··· EXERCISE MATERIAL ···

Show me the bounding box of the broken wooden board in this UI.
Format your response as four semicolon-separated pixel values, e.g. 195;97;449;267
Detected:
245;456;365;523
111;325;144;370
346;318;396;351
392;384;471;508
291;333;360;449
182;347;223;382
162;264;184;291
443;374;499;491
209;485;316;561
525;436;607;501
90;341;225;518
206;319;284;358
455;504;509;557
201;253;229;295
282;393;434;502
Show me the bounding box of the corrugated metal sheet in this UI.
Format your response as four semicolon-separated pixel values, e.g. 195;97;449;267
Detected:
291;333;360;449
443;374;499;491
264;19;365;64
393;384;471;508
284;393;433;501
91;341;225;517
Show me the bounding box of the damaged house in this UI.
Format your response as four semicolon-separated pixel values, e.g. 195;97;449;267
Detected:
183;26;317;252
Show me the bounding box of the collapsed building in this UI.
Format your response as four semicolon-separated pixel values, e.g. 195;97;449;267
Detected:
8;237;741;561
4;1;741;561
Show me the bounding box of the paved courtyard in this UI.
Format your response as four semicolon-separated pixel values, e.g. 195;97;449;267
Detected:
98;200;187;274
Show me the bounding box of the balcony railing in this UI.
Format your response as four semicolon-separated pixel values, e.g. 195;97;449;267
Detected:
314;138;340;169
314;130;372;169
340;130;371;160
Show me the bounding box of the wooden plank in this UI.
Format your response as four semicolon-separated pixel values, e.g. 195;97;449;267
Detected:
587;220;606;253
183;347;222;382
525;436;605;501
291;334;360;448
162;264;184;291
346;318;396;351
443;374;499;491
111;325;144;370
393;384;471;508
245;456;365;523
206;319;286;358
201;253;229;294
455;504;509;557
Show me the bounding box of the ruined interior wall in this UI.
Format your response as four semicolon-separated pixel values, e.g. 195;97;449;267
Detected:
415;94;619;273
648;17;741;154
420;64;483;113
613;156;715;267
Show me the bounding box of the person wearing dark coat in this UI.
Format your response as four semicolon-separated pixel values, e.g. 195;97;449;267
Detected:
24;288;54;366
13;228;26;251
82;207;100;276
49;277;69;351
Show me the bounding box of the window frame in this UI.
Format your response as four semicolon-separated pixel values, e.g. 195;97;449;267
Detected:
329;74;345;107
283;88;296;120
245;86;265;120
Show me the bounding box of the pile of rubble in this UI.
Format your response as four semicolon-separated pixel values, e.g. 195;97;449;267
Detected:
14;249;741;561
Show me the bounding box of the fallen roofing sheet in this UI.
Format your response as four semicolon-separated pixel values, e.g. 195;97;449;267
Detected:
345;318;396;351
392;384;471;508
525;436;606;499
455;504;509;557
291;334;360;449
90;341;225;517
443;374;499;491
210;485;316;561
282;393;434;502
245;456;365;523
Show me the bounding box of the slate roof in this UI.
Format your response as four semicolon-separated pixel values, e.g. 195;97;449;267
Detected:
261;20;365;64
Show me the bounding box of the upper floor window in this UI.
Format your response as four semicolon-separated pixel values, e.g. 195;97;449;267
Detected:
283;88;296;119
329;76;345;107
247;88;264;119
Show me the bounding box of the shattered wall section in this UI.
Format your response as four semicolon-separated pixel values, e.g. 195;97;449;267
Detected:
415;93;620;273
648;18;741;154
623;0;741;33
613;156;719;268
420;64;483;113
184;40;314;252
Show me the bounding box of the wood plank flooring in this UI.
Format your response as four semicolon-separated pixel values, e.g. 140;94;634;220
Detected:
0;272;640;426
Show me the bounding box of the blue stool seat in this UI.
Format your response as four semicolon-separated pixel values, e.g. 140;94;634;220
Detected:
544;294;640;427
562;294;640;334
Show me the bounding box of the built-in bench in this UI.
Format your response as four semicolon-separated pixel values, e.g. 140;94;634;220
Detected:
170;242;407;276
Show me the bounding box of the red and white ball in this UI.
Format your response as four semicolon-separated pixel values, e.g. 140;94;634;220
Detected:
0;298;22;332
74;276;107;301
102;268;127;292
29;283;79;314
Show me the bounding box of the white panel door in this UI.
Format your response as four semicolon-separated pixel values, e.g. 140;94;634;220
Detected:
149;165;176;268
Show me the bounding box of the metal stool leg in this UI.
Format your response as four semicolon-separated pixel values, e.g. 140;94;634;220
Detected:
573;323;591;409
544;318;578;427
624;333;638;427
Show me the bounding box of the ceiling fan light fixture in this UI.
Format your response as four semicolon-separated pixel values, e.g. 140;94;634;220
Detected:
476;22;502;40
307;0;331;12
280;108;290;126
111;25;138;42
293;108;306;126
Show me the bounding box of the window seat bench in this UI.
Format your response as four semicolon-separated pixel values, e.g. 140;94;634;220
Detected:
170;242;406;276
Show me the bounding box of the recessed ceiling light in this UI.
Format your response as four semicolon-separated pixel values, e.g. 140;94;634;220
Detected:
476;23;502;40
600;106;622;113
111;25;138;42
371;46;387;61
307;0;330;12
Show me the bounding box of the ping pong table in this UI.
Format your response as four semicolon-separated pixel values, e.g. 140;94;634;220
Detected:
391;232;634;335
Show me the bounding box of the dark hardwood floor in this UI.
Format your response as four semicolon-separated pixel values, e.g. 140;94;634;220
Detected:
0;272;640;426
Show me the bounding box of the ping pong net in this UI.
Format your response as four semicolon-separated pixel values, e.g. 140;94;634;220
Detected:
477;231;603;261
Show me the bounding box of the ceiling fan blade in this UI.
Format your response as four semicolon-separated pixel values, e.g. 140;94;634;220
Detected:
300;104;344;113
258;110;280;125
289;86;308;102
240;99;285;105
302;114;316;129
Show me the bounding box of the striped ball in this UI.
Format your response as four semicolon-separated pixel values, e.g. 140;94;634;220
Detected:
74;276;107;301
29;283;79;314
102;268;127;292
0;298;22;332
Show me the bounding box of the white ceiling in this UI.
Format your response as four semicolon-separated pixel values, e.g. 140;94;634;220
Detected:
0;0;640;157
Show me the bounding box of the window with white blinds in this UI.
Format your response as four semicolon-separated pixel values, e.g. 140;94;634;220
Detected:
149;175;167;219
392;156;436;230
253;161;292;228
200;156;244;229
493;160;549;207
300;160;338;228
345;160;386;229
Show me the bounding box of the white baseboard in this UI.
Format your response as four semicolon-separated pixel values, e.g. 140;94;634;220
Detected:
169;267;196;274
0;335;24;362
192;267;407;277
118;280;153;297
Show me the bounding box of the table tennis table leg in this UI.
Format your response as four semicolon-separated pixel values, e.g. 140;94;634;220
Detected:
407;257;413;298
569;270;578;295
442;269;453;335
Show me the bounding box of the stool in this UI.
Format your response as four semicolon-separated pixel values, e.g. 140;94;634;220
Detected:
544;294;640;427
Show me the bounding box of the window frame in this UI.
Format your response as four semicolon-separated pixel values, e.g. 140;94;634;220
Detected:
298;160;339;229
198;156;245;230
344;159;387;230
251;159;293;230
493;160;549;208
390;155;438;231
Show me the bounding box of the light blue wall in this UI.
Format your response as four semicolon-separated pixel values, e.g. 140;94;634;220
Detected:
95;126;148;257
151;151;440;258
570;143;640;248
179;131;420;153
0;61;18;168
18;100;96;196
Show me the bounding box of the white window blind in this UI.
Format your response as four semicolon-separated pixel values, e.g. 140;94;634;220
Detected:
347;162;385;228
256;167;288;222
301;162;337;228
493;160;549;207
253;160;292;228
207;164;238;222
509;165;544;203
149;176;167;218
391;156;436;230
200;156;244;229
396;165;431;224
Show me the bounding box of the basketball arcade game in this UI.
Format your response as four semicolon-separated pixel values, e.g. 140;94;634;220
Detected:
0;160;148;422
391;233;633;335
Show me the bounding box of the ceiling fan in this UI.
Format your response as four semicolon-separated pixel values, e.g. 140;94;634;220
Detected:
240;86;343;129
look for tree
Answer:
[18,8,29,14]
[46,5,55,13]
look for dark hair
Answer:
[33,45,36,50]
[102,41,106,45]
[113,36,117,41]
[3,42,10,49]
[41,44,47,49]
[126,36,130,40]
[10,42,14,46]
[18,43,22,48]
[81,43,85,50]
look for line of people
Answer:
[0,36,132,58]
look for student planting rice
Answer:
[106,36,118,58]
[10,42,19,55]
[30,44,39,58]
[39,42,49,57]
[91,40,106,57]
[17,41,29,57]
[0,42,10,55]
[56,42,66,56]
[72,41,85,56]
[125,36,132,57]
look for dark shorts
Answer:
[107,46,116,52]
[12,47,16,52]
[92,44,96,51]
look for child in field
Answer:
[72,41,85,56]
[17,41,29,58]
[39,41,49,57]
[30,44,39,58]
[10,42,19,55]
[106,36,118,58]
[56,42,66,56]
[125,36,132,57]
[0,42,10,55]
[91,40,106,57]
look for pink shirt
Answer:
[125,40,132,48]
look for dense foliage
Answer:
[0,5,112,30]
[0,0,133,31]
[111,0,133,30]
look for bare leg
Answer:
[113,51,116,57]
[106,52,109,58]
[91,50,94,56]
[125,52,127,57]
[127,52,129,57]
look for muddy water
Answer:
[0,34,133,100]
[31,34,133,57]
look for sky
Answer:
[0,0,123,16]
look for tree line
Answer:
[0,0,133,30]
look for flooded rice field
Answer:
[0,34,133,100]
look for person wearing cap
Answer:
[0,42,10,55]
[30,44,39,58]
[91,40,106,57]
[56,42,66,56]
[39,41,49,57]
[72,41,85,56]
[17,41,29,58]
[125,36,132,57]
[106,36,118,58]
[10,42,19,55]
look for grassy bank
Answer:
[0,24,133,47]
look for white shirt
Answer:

···

*DO THIS*: Lay out the material from the line with "Show me the bounding box of the balcony" up to and including the line with "340;130;371;160" as a Markdown table with columns headed Row and Line, numbering each row and skipping blank lines.

*TASK RESPONSE*:
| Row | Line |
|---|---|
| 1 | Show me the bounding box of the balcony railing in this UI. |
| 2 | Format your response as four semicolon-separated pixel values, e.g. 195;97;449;267 |
| 3 | Detected: |
| 4 | 314;138;340;169 |
| 5 | 314;130;372;169 |
| 6 | 340;130;371;160 |